(Dataset entries)

#####

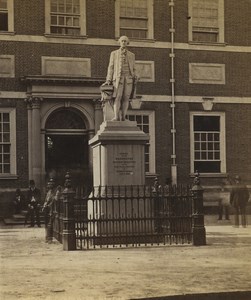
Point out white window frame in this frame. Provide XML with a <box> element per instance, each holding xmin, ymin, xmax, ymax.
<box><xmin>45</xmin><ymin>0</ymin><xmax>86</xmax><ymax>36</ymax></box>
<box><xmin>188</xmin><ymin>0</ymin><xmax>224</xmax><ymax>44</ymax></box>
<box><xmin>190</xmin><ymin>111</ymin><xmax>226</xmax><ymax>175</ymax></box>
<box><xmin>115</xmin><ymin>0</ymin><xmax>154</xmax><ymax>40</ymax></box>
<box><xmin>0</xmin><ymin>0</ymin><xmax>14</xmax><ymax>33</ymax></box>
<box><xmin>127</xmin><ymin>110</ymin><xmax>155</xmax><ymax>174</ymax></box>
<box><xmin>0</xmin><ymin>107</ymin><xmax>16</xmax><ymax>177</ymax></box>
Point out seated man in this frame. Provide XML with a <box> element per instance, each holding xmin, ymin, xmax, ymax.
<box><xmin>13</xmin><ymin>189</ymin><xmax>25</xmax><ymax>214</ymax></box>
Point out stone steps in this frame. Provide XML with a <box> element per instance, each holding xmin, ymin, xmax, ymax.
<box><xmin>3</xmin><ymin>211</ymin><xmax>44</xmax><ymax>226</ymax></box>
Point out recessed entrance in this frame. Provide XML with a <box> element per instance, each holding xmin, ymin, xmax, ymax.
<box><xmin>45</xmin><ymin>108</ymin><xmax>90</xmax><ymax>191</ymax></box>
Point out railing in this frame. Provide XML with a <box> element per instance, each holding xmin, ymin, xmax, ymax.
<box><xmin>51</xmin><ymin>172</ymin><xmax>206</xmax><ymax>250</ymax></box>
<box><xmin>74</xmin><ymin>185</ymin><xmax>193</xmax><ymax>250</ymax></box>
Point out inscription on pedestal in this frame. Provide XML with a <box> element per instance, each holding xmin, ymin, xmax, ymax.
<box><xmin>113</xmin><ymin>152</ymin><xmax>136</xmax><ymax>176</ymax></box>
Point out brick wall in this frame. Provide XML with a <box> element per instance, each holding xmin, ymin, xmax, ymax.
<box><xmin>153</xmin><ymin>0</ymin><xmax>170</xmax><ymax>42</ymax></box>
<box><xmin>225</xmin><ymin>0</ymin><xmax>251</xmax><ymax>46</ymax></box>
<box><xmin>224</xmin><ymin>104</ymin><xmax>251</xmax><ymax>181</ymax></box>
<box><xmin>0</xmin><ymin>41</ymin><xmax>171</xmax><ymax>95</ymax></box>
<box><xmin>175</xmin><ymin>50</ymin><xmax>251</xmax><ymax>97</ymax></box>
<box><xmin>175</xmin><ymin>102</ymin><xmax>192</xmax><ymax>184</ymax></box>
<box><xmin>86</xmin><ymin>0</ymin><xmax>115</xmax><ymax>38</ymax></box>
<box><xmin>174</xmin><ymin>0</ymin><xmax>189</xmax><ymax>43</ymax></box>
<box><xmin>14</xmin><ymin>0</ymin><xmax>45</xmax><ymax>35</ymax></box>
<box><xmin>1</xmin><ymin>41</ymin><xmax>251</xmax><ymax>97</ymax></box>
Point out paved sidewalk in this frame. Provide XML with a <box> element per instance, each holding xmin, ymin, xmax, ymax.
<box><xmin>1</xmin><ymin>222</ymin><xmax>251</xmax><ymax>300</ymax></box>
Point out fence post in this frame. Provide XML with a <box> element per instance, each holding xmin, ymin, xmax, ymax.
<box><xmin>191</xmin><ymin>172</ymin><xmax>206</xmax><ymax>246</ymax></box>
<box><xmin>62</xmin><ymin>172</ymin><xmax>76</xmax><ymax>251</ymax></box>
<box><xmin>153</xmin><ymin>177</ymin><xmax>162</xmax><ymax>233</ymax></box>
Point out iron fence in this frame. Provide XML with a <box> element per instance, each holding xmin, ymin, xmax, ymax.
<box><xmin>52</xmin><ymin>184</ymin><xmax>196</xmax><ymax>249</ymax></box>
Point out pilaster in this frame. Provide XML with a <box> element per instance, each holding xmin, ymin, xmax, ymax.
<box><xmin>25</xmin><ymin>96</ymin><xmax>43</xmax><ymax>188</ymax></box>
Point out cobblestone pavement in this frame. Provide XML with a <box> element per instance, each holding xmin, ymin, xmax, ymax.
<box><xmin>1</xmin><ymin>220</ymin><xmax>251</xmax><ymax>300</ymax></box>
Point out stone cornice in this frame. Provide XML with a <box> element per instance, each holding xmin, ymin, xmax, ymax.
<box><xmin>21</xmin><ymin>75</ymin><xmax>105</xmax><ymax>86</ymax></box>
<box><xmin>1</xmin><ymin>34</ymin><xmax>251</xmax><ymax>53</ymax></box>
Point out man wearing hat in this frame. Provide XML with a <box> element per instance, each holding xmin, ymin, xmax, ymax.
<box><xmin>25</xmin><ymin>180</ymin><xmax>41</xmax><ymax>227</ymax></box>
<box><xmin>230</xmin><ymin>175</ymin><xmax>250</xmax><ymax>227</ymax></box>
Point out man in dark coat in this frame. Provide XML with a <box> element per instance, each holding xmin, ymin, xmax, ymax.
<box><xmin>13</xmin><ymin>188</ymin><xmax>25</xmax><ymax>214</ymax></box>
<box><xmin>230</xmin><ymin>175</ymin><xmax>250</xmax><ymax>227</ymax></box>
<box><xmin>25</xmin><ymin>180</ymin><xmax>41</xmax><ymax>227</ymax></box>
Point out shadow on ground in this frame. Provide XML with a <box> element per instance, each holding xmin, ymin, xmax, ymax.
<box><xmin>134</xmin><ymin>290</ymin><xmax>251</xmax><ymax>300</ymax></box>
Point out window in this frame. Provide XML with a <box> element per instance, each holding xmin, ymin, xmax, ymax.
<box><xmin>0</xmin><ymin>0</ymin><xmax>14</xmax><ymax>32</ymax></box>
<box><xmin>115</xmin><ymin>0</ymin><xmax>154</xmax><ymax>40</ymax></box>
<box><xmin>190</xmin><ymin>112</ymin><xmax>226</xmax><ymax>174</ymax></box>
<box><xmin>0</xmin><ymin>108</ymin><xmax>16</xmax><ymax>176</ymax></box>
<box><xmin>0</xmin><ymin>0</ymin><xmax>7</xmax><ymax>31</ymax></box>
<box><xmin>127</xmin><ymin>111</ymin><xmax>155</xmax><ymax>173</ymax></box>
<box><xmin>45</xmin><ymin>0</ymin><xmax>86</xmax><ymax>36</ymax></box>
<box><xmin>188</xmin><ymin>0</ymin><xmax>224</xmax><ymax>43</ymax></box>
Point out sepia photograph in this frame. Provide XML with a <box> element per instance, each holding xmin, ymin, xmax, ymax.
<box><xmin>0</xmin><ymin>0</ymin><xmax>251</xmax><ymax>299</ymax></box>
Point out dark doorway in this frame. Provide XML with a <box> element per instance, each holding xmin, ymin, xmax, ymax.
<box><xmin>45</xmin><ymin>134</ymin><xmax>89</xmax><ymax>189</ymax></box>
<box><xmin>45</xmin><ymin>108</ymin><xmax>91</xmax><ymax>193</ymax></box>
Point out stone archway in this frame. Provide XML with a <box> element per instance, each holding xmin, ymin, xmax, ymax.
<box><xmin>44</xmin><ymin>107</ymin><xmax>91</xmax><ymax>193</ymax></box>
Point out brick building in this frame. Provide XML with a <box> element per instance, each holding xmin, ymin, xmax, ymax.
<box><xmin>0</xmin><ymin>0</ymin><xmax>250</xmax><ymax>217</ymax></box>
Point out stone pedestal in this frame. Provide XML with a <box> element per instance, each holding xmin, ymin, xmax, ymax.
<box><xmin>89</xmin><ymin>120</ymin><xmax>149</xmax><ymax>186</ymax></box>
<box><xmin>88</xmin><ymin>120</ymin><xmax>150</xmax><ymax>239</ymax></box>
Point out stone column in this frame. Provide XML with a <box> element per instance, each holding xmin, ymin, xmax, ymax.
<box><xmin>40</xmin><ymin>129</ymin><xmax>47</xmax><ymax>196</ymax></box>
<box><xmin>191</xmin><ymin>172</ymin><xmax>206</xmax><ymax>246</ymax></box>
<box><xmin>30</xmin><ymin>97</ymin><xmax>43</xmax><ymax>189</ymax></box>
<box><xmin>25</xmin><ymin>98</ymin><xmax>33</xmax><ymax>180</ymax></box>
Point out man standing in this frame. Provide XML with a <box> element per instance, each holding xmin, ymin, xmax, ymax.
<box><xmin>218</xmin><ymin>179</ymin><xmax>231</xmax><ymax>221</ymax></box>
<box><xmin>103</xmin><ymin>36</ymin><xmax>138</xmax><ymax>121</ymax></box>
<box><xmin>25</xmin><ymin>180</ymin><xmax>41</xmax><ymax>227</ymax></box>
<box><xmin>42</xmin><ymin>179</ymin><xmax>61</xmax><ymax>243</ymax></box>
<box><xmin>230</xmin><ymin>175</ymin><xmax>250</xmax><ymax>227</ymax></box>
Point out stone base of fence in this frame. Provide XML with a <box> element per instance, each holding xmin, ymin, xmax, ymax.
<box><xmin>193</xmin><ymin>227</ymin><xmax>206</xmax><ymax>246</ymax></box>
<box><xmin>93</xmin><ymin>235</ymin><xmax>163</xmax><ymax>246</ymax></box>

#####

PROMPT — Nothing but the lines from the one with "Point out stone pedestal" through the last line of the entries should be repeated, and those exactly.

YOUR SOLUTION —
Point out stone pedestal in this frame. Provide XML with a <box> element per instance, each holding xmin, ymin, xmax, ymax.
<box><xmin>89</xmin><ymin>120</ymin><xmax>149</xmax><ymax>186</ymax></box>
<box><xmin>88</xmin><ymin>120</ymin><xmax>150</xmax><ymax>239</ymax></box>
Point out stone column in this frame. Provide XML with a <box> element per instance, each holding xmin, ymin, xmax, ymax.
<box><xmin>40</xmin><ymin>129</ymin><xmax>47</xmax><ymax>196</ymax></box>
<box><xmin>191</xmin><ymin>172</ymin><xmax>206</xmax><ymax>246</ymax></box>
<box><xmin>30</xmin><ymin>97</ymin><xmax>43</xmax><ymax>189</ymax></box>
<box><xmin>25</xmin><ymin>98</ymin><xmax>33</xmax><ymax>180</ymax></box>
Point out man standing in this frame. Provide XML with a <box> element per instance, each holding xmin, ymin, xmax, ymax.
<box><xmin>218</xmin><ymin>179</ymin><xmax>231</xmax><ymax>221</ymax></box>
<box><xmin>103</xmin><ymin>36</ymin><xmax>138</xmax><ymax>121</ymax></box>
<box><xmin>25</xmin><ymin>180</ymin><xmax>41</xmax><ymax>227</ymax></box>
<box><xmin>42</xmin><ymin>179</ymin><xmax>61</xmax><ymax>243</ymax></box>
<box><xmin>230</xmin><ymin>175</ymin><xmax>250</xmax><ymax>227</ymax></box>
Point out stone base of fence in this frame. Provide XML with a <box> element per instance, each holding xmin, ymin, xmax, ymax.
<box><xmin>193</xmin><ymin>227</ymin><xmax>206</xmax><ymax>246</ymax></box>
<box><xmin>93</xmin><ymin>235</ymin><xmax>163</xmax><ymax>246</ymax></box>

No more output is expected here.